— start of Records for processing —

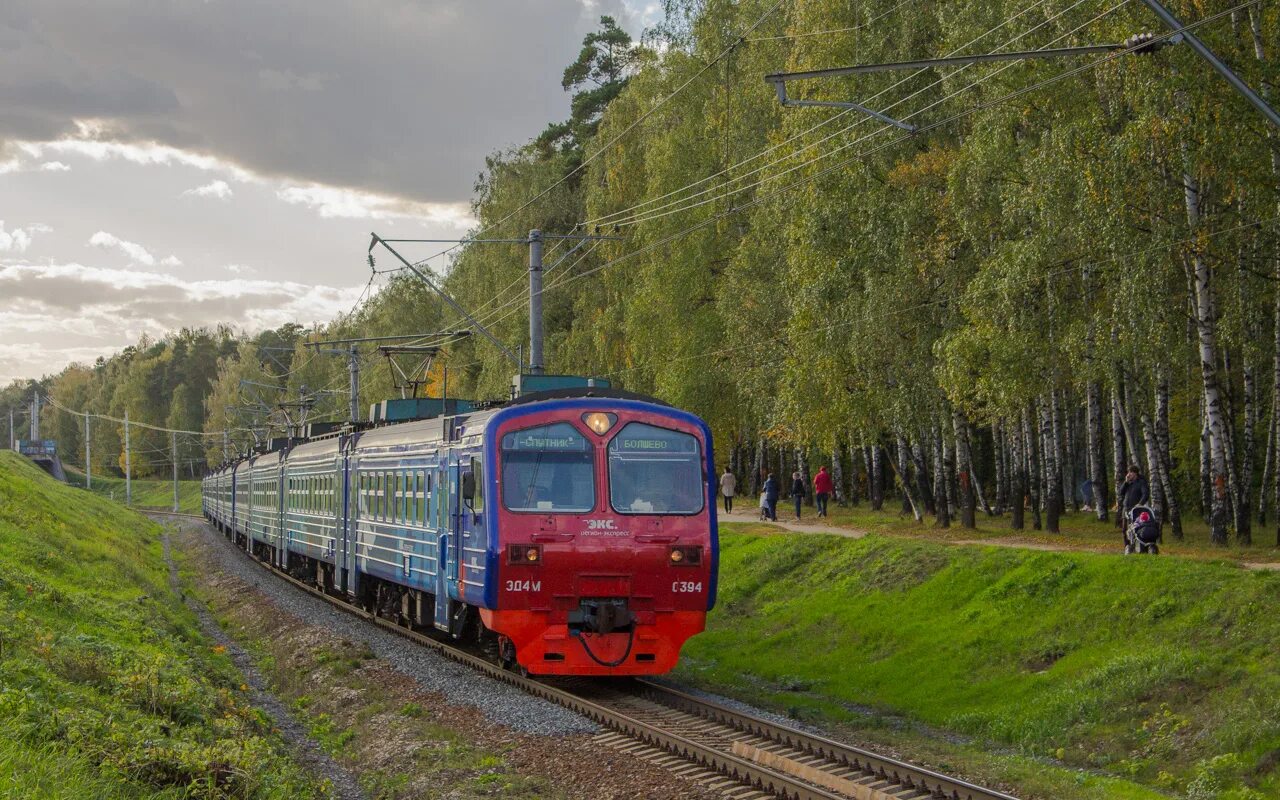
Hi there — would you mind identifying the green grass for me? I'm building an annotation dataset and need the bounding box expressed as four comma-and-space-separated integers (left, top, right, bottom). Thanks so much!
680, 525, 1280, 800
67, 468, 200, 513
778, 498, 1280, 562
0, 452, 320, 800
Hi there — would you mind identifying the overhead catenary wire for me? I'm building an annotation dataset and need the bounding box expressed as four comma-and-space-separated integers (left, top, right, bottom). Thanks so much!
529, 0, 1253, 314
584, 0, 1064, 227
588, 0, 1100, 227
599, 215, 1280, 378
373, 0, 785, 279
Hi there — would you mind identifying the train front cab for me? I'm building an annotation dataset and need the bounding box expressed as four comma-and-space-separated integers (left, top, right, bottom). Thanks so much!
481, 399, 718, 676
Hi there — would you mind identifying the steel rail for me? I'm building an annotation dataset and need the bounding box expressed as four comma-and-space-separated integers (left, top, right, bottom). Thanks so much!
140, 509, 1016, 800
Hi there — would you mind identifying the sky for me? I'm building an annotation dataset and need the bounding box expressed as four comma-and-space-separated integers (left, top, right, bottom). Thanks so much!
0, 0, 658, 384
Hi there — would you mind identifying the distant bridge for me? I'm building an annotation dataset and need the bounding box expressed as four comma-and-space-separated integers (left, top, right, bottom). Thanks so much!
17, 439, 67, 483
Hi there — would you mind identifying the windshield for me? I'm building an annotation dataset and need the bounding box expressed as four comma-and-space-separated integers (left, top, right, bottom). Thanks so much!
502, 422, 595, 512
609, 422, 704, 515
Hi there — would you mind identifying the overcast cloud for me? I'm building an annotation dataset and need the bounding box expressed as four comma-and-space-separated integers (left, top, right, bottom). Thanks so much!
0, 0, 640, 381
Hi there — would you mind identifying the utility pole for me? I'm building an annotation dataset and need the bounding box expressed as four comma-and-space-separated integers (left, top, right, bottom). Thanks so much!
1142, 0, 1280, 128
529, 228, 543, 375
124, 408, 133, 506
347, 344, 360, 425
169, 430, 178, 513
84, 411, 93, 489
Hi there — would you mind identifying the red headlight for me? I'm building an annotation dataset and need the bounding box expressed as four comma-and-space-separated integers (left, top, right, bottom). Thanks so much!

— end of Records for processing —

__Written request__
Rewrite the data above so that each "annotation dataset" becomes "labeling dataset", with everything else left as it is. Omit the pictures.

__Solution for this exercise__
Hi there — would you mind identifying the green grass for me? I'm building an labeling dataset and need the bounding box expressed as four comma-and-space-separated integers (left, top, right, bottom). Thanks so much!
680, 525, 1280, 800
67, 468, 200, 513
778, 498, 1280, 562
0, 452, 320, 800
Hi there — would you mind identifying the overhead catenary wire for me? I'm building an labeling dataset and need the bounding box expressed as four comma-and-space-separated integers (left, top, right, bottom). Thanks so much!
529, 0, 1253, 314
584, 0, 1064, 227
588, 0, 1100, 227
599, 215, 1280, 378
373, 0, 785, 279
Hi there — would you mind identifying the train front cab for me? I'm building an labeling dataset and need the bounding box expressed as four comma-and-space-separated integers (left, top, right, bottom). Thanks so much!
481, 399, 718, 676
Hi there — would you mind identifying the steel rail for me? I'm building an labeling dataset and need the bounding box expressed as four comma-and-space-separated integers (left, top, right, bottom). Thanks so much!
140, 509, 1016, 800
Hi there — would you mind identifying the sky for me? I'm building an labeling dataset and need the bounding box expressed as four comma-and-space-separated integers (left, top, right, bottom). Thanks so much!
0, 0, 658, 384
Hi there — would you mind identifying the distant bridge for me? I'm building an labeling dataset and need the bounding box expressed as four comma-and-space-separated integers (left, top, right, bottom). Thanks so much!
17, 439, 67, 483
Hi there — would you mind identifying the windshield for me? I'm building an labeling dataset and need the bounding box expressed as four comma-and-space-separated integers (left, top, right, bottom). Thanks so much!
502, 422, 595, 512
609, 422, 704, 515
Hi there — would you mind identifying the overcast cloud for me? I'm building an labeling dataset and need the bounding box expressed as four comma-and-space-separated integers (left, top, right, bottom). Thanks so much!
0, 0, 640, 381
Hi there — would you mind identifying the utility pole for me? I'm building an labeling dataset and need the bounding box expressed as four comma-and-space-separated integers (left, top, right, bottom). Thanks so much!
1142, 0, 1280, 128
529, 228, 543, 375
124, 408, 133, 506
347, 344, 360, 425
169, 430, 178, 513
84, 411, 93, 489
Hi there — would you mind identifying the red headlight for me? I'm building an labeling dataset and need the bounding box expressed as four comma-and-space-separated integers (left, top, right, bottom). Thanks so much!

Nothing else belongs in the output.